═══ ИСХОДНЫЙ ТЕКСТ ═══
Русский Журнал
СегодняОбзорыКолонкиПереводИздательства

Сеть | Периодика | Литература | Кино | Выставки | Музыка | Театр | Образование | Оппозиция | Идеологии | Медиа: Россия | Юстиция и право | Политическая мысль
/ Обзоры / Театр < Вы здесь
Месячник Римского-Корсакова
Оперные мультфильмы на фоне национальной трагедии

Дата публикации:  9 Декабря 2002

получить по E-mail получить по E-mail
версия для печати версия для печати

Кащей компьютерной эры

"Кащей Бессмертный" Римского-Корсакова в "Геликон-опере" (рекомендуется для семейного просмотра)

Случайно или намеренно - не нам судить, но иногда на долю московской оперной жизни выпадают удивительные совпадения. Если уж ставят "Травиату" или "Богему", то непременно все театры сразу. Благополучно пережив в сентябре месячник Пуччини (с римской "Тоской" в Кремле, китайской "Турандот" в Большом и "Баттерфляй" у Станиславского и Немировича-Данченко), Москва входит в предновогодний месячник оперных сказок Римского-Корсакова. Не успели геликоновцы выпустить премьеру "осенней сказочки" "Кащей Бессмертный", как подоспел Большой театр, открыв свою Новую сцену "весенней сказкой" о Снегурке.

* * *

На заре туманной юности Бертман и Ко. уже обращались к раритетной одноактовке Римского-Корсакова, но тогда это выглядело вполне безобидным студенческим капустником - фирменный экстремальный стиль под брендом "Геликон" был найден чуть позже. Подоплека второго пришествия "Кащея" на геликоновскую сцену достаточно прозаична и имеет не столь уж творческий импульс. При советском строе театры могли спать спокойно - коммунисты, особо отличавшие классическую музыку, покрывали любые затраты по выпуску премьер. Сегодня в условиях остаточного финансирования культурным учреждениям приходится выживать по принципу дона Базилио "Вы дайте денег, а я вам все устрою". Ждем-с заказа и спонсорских вливаний-с. Вот и в случае с "Кащеем" московское правительство выделило театру скромный грант на покрытие дефицита детских музыкальных спектаклей в столице. Но этих денег, разумеется, не хватило, и возникла идея совместной постановки с нашумевшим (благодаря балетным постановкам Григоровича и продюсерским подвигам Леонарда Гатова) Краснодарским творческим объединением "Премьера". Конечный продукт в виде "семейного спектакля для детей и родителей" - что яичко к Христову дню - подоспел ровно к 100-летию мировой премьеры "Кащея" (Частная опера Мамонтова, 1902).
═══
** ЗАДАНИЯ **
[A] С каким творческим объединением «Геликон-опера» решила ставить «Кащея» совместно, как сказано в рецензии о «Кащее Бессмертном»?
[B] Изложите рецензию о «Кащее Бессмертном» в двух предложениях.
[C] Продолжите рецензию о «Кащее Бессмертном», начав сразу после её последнего предложения.
═══ ПРЕДОСТАВЛЕННЫЕ МАТЕРИАЛЫ ═══
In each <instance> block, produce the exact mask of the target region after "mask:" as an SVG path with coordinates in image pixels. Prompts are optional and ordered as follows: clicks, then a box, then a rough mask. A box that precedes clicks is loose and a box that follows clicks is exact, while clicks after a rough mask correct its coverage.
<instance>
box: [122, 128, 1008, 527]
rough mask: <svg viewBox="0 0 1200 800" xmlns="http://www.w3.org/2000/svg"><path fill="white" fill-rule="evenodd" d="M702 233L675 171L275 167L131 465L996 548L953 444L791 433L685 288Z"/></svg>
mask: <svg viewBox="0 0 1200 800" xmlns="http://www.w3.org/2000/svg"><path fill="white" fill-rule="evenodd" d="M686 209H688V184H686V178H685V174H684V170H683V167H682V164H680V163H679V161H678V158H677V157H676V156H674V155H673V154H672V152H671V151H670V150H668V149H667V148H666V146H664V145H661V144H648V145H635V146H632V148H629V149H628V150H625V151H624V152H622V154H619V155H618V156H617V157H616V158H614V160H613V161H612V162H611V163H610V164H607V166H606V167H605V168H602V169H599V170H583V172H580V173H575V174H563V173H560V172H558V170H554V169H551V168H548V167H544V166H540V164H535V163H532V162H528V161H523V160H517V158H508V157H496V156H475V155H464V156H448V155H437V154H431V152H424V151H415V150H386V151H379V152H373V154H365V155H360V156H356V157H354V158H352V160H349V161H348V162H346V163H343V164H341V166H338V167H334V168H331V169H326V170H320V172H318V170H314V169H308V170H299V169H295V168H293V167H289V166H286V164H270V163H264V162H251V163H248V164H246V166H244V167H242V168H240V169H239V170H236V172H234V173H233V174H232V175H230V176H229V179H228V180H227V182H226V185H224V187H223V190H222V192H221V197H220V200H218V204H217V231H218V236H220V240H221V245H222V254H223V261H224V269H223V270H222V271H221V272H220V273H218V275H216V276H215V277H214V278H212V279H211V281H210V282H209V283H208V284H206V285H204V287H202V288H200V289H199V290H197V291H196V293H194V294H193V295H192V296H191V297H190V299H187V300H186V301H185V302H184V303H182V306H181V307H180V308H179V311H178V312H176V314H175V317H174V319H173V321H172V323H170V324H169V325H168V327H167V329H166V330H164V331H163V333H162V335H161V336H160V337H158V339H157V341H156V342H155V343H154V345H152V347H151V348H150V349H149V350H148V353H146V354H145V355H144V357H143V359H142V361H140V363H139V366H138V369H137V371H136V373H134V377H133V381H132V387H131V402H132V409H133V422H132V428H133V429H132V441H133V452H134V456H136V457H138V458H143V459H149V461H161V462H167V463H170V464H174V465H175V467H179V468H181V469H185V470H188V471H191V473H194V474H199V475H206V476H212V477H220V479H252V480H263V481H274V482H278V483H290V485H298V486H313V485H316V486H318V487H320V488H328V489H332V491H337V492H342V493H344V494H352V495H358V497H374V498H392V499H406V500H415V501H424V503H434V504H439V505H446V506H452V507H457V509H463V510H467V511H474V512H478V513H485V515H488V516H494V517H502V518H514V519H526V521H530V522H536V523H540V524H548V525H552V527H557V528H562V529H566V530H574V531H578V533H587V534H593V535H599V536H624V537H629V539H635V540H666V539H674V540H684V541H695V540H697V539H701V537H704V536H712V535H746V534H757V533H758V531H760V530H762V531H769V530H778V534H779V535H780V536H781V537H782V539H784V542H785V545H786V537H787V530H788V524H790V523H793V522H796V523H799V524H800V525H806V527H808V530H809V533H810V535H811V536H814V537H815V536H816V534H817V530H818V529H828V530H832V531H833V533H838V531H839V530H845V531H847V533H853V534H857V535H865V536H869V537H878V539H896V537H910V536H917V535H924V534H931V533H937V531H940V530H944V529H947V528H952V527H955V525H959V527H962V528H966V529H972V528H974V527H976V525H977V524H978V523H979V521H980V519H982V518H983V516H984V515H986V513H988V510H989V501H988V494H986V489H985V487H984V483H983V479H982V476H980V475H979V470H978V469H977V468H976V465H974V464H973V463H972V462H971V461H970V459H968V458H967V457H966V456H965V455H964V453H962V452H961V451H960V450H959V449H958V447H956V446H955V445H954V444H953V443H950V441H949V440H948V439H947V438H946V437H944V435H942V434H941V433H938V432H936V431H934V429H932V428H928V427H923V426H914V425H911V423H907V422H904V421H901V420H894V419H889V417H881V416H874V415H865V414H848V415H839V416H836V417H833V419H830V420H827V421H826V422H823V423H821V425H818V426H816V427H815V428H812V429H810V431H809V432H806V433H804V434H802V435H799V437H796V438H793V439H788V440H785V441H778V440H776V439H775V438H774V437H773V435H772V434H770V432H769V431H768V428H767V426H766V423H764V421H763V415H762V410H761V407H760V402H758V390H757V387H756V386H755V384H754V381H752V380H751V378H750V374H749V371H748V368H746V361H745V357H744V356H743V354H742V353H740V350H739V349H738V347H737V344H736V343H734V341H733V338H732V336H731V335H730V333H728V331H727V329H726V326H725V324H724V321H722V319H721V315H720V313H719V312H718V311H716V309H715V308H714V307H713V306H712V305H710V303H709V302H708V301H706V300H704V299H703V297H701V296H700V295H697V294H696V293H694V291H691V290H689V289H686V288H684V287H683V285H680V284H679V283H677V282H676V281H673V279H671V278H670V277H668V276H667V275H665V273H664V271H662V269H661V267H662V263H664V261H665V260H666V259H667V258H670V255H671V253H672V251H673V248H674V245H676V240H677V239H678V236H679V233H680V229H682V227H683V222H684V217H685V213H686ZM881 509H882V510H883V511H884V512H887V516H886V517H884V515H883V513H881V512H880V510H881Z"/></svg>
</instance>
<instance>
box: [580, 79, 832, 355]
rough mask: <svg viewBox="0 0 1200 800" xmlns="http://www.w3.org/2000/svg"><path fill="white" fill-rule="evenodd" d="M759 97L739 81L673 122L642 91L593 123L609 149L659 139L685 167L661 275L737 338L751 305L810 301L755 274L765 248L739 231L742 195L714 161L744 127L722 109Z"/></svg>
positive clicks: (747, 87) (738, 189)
═══
** ВАШИ ОТВЕТЫ **
[A] С Краснодарским творческим объединением «Премьера».

[B] После сентябрьского месячника Пуччини Москва входит в месячник оперных сказок Римского-Корсакова: «Геликон-опера» выпустила «Кащея Бессмертного», а Большой театр открыл свою Новую сцену «весенней сказкой» о Снегурке. Московское правительство выделило «Геликону» скромный грант на детские музыкальные спектакли, но денег не хватило, поэтому «Кащея» поставили вместе с краснодарским объединением «Премьера» и выпустили ровно к 100-летию мировой премьеры оперы.

[C]
Ядовитый цветок "Кащея" возрос на болотистой почве зарождающегося русского модерна. И только идейное советское музыковедение могло усмотреть в этой символистской виньетке какие-то там политические аллюзии и злободневную карикатурность: смешно читать в сборнике "100 опер" про то, что, например, в образе Кащея зашифрован обер-прокурор Синода Победоносцев, а Буря-богатырь олицетворяет русский народ, поднимающийся на революционную борьбу. Сегодняшнему человеку "Кащей" навевает совсем другие, в первую очередь эстетические, ассоциации: "Серебряный век", "Мир искусств", "Русские сезоны". Воображению рисуются причудливые пересечения с французским импрессионизмом и "Цветами зла". Корсаков всеми силами души ненавидел Вагнера, но (вот парадокс!) Вагнером пахнет в "Кащее" каждая нотка, причем вагнеровские принципы причудливо пересекаются с образным строем русского символизма и жестокой поэтикой Леонида Андреева. И много чего еще можно отыскать в "Кащее" свежим взглядом современного человека. Но "Геликон", который никогда не ставит оперы как они есть, обнаружил в "Кащее" материал для... самого настоящего оперного мультфильма.

Буква партитуры сохранена в девственной целости, но дух произведения изменен до неузнаваемости. Жанр сломан на корню, как старая игрушка. Начнем с того, что "Кащей" в умелых ручках режиссера-мультипликатора Бертмана и его художников-мультипликаторов Татьяны Тулубьевой и Игоря Нежного больше не является оперой - взрослый почувствует тут злую пародию на штампы в духе "Вампуки", а неискушенный в оперных премудростях малыш с радостью посмотрит "живой" мультфильм, в котором все герои ведут себя, движутся и общаются, как в телевизоре, в квази-мультяшной системе координат. Приятно, что мультфильм этот патриотично попахивает русским фольклорным духом, как в старые добрые 50-е, а не только "чип-н-дэйлами" и черепашками-ниндзя. Про что спектакль, спросите вы? Да ни про что особенное. Про то, как хорошо и весело живется в тридевятом государстве Мультляндия. Все легко, ничто не напрягает, никакой тебе чернухи и социопсихологии - одно вкусное мороженое. В общем, чистое искусство для искусства.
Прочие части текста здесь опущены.